▸ **GOAL OF THE EXERCISE**
Put every line of the records below into a Markdown table with the columns "Row" and "Line", numbering the rows and skipping blank lines. Leave the pictures out of the table.

Region labeling records:
— start —
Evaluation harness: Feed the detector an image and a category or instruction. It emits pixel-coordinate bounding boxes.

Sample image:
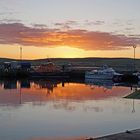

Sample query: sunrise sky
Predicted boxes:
[0,0,140,59]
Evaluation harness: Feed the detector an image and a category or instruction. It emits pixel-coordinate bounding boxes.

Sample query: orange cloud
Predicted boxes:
[0,23,140,50]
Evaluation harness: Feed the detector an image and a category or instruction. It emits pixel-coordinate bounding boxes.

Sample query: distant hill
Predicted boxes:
[0,58,140,70]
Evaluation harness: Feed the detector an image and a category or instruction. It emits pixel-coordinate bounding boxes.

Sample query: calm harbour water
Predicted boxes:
[0,80,140,140]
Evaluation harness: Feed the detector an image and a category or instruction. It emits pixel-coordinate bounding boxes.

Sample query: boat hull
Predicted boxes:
[85,74,113,80]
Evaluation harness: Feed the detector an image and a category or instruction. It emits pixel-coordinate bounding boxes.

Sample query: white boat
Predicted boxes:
[85,65,122,80]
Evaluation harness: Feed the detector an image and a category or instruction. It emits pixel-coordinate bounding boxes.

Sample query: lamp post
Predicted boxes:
[133,45,136,71]
[20,46,22,61]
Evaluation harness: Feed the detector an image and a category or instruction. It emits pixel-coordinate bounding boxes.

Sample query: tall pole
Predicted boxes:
[20,46,22,61]
[133,45,136,71]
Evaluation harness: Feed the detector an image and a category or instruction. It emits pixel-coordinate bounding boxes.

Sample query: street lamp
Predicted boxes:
[20,46,22,61]
[133,45,136,71]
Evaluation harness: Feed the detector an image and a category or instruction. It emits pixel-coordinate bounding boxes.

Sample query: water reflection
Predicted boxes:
[0,79,140,140]
[0,79,131,108]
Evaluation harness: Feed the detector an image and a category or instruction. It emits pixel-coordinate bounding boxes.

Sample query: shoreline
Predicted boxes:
[92,128,140,140]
— end —
▸ **SOLUTION**
| Row | Line |
|---|---|
| 1 | Evaluation harness: Feed the detector an image and a category or instruction. It emits pixel-coordinate bounding boxes. |
| 2 | Sample image: |
| 3 | Sample query: sunrise sky |
| 4 | Predicted boxes: |
| 5 | [0,0,140,59] |
| 6 | Evaluation harness: Feed the detector an image and a category or instruction. It emits pixel-coordinate bounding boxes. |
| 7 | Sample query: orange cloud |
| 8 | Predicted boxes: |
| 9 | [0,23,140,50] |
| 10 | Evaluation harness: Feed the detector an image and a category or instruction. It emits pixel-coordinate bounding boxes. |
| 11 | Sample query: distant hill |
| 12 | Predicted boxes: |
| 13 | [0,58,140,70] |
| 14 | Evaluation harness: Feed the detector an image and a category or instruction. It emits pixel-coordinate bounding boxes. |
| 15 | Sample query: calm harbour water |
| 16 | Predicted boxes: |
| 17 | [0,80,140,140] |
| 18 | Evaluation harness: Feed the detector an image and a category or instruction. It emits pixel-coordinate bounding boxes. |
| 19 | Sample query: boat hull |
| 20 | Predicted boxes: |
| 21 | [85,74,113,80] |
| 22 | Evaluation harness: Feed the detector an image and a category or instruction. It emits pixel-coordinate bounding boxes. |
| 23 | Sample query: white boat |
| 24 | Predicted boxes: |
| 25 | [85,65,122,80] |
| 26 | Evaluation harness: Feed the detector an image and a category or instruction. It emits pixel-coordinate bounding boxes. |
| 27 | Sample query: lamp post |
| 28 | Predicted boxes: |
| 29 | [133,45,136,71] |
| 30 | [20,46,22,61] |
| 31 | Evaluation harness: Feed the detector an image and a category or instruction. It emits pixel-coordinate bounding boxes. |
| 32 | Sample query: tall pole |
| 33 | Predicted boxes: |
| 34 | [20,46,22,61] |
| 35 | [133,45,136,71] |
| 36 | Evaluation harness: Feed the detector an image and a category or instruction. It emits pixel-coordinate bounding boxes. |
| 37 | Sample query: street lamp |
| 38 | Predicted boxes: |
| 39 | [20,46,22,61] |
| 40 | [133,45,136,71] |
| 41 | Evaluation harness: Feed the detector an image and a category or instruction. It emits pixel-coordinate bounding boxes. |
| 42 | Sample query: water reflection |
| 43 | Predicted boxes: |
| 44 | [0,79,140,140] |
| 45 | [0,79,131,108] |
| 46 | Evaluation harness: Feed the detector an image and a category or instruction. It emits pixel-coordinate bounding boxes. |
| 47 | Sample query: shoreline |
| 48 | Predicted boxes: |
| 49 | [92,128,140,140] |